◆ **SOURCE TEXT**:
In particular, I'd like to do this for STL's hash<>. hash<> is defined as an empty parametrized template, and a family of specializations for specific types:

template<class _Key>
  struct hash { };

template<>
  struct hash<char>
  {
    size_t
    operator()(char __x) const
    { return __x; }
  };

template<>
  struct hash<int>
  {
    size_t
    operator()(int __x) const
    { return __x; }
  };
...

I would like to define something like this:

template<class Base>
  struct hash {
    size_t operator()(const Base& b) const {
      return b.my_hash();
    }
  };

class Sub : public Base {
  public:
    size_t my_hash() const { ... }
};

and be able to use it like this:

hash_multiset<Sub> set_of_sub;
set_of_sub.insert(sub);

However, my hash template conflicts with the generic one from STL. Is there a way (perhaps using traits) to define a template specialization that applies to all subclasses of a given base class (without modifying the STL definitions)?

◆ **TASK OBJECTIVE**:
Answer these questions about the source text:
1. How is STL's generic hash<> defined?
2. Which member function does the class Sub declare?
3. What does the author's proposed hash template conflict with?
The material that comes next has no connection to the source text.

◆ **PROVIDED RECORDS**:
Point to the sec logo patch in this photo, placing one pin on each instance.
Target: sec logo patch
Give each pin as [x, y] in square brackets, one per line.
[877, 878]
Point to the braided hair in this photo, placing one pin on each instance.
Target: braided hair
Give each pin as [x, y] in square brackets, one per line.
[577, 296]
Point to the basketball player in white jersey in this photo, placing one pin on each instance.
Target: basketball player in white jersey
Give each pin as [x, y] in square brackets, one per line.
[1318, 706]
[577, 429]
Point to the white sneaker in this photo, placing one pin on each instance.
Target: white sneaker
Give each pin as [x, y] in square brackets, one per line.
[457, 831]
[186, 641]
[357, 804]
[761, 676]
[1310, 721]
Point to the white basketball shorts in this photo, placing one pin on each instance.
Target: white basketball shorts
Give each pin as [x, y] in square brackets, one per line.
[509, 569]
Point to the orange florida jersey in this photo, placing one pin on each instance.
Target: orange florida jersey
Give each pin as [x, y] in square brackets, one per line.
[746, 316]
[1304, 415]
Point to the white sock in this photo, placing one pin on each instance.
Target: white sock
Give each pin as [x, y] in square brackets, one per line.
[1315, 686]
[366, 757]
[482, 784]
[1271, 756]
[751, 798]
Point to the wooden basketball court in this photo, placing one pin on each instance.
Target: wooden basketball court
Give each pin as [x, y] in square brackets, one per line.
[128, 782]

* * *

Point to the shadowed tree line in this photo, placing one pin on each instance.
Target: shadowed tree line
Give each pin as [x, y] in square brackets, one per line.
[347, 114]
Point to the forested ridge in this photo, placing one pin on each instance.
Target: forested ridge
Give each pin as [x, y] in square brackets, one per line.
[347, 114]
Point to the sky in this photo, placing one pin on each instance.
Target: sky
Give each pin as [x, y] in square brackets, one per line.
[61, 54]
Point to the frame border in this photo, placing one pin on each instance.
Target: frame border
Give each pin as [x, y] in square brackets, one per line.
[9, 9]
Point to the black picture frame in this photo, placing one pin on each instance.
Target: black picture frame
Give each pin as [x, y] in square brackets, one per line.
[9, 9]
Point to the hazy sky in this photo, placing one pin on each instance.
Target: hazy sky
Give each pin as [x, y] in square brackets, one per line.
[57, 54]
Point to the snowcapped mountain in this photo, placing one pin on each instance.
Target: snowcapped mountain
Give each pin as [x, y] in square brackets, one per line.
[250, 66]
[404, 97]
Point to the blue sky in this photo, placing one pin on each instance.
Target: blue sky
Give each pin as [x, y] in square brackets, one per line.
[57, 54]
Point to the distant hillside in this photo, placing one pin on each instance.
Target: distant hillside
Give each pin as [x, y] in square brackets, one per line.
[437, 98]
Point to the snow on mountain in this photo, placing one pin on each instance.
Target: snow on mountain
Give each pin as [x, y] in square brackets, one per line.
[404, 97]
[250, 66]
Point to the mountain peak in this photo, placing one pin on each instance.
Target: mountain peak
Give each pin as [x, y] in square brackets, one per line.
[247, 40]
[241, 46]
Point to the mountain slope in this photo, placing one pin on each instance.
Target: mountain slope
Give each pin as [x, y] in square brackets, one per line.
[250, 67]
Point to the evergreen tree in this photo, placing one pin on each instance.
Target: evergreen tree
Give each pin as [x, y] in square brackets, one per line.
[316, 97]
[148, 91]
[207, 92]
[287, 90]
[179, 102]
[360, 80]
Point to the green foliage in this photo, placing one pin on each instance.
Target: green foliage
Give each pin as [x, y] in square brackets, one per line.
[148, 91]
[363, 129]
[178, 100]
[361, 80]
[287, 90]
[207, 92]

◆ **EXERCISE RESPONSE**:
1. As an empty parametrized template, with a family of specializations for specific types.
2. my_hash(), a const member function that returns size_t.
3. The generic hash template from STL.